───── Recorded information

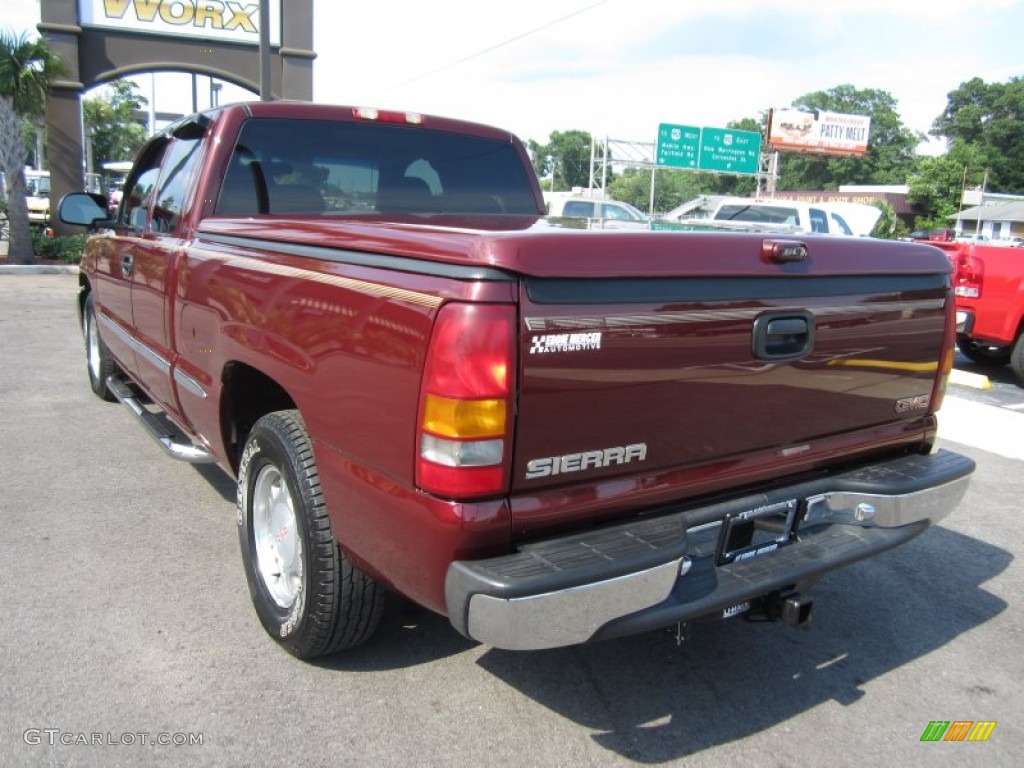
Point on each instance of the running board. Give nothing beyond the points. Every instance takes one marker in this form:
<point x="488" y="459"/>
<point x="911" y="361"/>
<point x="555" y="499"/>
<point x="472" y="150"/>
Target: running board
<point x="166" y="434"/>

──────────

To be done: Give back every line of the rows above word for word, but leave out the pictures.

Solved problem:
Point on each instance of the running board. Give nothing beyond the points. Every instance takes one marker in this form:
<point x="488" y="459"/>
<point x="911" y="361"/>
<point x="555" y="499"/>
<point x="472" y="150"/>
Target: running board
<point x="166" y="434"/>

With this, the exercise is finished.